* _What is expected_
Rewrite everything from the line containing "Tag each instance of the sand" down to the line containing "<point>273,169</point>", substituting "Answer" for "Report" and keeping everything else the same.

* _Task inputs_
[start]

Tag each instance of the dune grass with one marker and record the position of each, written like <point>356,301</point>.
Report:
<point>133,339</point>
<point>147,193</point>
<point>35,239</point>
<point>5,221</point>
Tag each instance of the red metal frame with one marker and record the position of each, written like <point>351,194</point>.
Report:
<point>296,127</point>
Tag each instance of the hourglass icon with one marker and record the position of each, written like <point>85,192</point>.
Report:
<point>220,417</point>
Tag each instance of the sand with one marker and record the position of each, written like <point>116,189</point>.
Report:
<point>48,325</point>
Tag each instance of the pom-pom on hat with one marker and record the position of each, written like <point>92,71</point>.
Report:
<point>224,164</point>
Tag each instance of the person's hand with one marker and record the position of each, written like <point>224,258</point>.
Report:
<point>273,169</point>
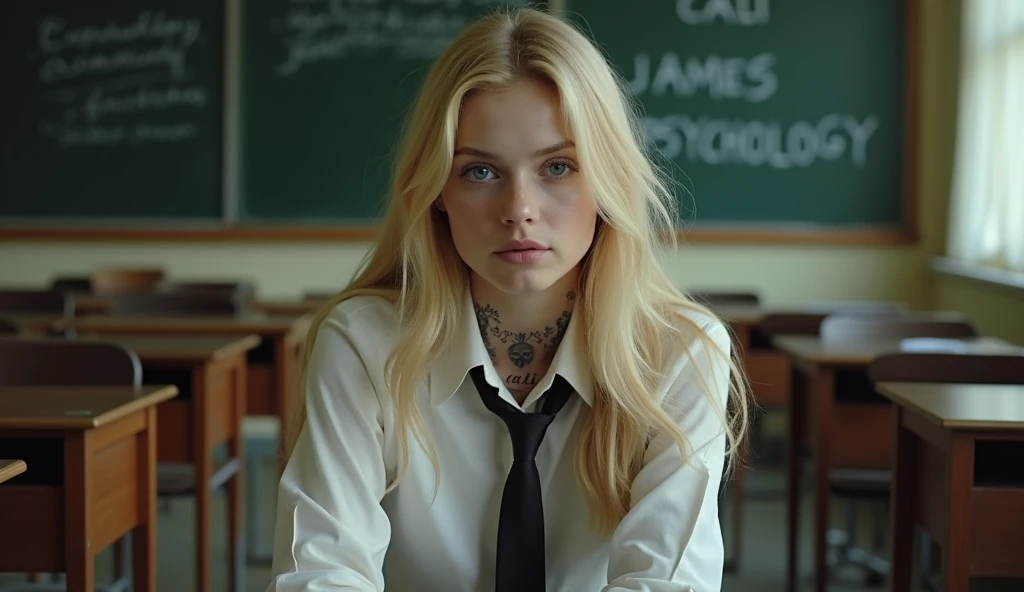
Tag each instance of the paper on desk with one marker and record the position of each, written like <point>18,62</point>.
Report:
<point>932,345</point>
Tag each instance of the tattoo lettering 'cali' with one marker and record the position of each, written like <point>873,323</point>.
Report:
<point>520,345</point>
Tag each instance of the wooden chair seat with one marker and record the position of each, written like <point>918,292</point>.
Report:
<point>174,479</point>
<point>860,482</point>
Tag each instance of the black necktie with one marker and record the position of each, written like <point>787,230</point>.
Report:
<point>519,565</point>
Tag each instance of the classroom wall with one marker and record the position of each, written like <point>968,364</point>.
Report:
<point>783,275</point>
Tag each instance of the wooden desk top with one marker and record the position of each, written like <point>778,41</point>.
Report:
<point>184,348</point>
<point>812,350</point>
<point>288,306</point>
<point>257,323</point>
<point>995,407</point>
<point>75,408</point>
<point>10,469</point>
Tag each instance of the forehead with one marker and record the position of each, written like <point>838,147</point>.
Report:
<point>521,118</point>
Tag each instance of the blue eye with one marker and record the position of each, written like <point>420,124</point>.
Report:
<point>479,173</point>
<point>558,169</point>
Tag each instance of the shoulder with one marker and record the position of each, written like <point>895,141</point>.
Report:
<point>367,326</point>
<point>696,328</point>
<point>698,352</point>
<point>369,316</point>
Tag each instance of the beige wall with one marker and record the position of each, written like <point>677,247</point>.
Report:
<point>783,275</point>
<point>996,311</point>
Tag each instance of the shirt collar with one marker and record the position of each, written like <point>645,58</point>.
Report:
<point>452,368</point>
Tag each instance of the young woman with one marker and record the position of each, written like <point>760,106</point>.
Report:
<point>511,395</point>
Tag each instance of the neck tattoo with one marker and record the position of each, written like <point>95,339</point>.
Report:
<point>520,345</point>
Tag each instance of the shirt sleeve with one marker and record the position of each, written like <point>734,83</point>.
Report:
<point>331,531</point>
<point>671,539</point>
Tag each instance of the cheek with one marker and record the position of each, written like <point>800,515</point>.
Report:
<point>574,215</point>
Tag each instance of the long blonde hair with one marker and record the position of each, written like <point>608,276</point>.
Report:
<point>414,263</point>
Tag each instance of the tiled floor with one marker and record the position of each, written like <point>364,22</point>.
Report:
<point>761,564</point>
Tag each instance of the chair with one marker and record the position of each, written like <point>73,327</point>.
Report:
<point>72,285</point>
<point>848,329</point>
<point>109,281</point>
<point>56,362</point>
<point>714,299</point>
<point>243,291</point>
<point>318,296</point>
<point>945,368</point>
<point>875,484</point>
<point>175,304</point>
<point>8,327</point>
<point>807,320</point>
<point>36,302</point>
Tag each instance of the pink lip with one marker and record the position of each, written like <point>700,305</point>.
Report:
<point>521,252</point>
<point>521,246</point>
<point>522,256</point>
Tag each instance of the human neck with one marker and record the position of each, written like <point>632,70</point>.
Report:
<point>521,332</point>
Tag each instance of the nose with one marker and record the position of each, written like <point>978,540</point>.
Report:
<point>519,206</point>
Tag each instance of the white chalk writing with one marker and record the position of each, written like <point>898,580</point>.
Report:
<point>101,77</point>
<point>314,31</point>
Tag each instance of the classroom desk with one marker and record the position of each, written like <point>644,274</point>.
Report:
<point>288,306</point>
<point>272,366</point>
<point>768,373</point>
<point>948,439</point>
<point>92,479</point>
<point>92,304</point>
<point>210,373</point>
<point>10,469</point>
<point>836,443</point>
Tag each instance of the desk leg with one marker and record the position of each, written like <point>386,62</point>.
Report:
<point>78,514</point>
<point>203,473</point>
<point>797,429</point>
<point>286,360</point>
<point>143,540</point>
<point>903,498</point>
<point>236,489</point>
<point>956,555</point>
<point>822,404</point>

[end]
[start]

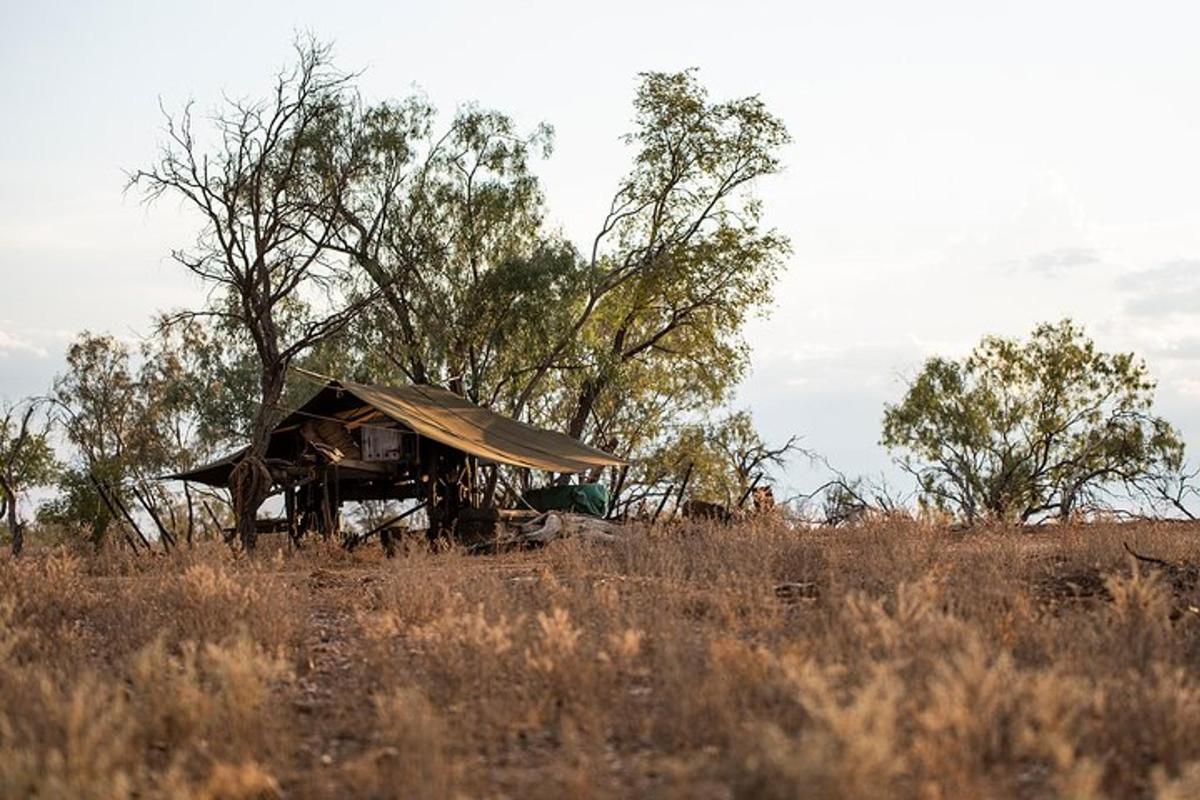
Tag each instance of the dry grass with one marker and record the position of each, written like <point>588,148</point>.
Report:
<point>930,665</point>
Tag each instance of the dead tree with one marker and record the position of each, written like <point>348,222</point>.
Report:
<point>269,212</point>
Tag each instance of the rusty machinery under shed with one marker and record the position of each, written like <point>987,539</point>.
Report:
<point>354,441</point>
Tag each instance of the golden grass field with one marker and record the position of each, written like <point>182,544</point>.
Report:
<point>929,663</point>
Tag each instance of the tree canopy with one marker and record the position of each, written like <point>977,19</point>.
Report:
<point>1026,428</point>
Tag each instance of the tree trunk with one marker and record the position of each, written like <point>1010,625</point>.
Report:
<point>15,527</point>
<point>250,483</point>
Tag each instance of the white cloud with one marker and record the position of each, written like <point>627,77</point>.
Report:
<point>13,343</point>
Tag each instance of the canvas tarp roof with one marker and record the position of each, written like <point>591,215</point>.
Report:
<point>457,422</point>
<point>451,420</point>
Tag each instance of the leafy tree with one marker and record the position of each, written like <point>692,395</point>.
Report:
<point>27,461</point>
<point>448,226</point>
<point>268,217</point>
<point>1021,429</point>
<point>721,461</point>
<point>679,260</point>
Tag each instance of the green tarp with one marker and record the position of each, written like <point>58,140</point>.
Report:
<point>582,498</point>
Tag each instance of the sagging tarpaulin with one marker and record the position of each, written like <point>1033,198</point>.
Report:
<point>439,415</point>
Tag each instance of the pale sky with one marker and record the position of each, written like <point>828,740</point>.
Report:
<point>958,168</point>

[end]

* _Exercise solution_
Tag each instance of the sand with one marker and record the position of each, written like <point>116,189</point>.
Answer:
<point>48,325</point>
Tag each instance of the pom-pom on hat with one marker and record the position of each, written like <point>92,71</point>.
Answer:
<point>224,164</point>
Tag each instance of the person's hand with one marker and record the position of each, written like <point>224,258</point>.
Answer:
<point>273,169</point>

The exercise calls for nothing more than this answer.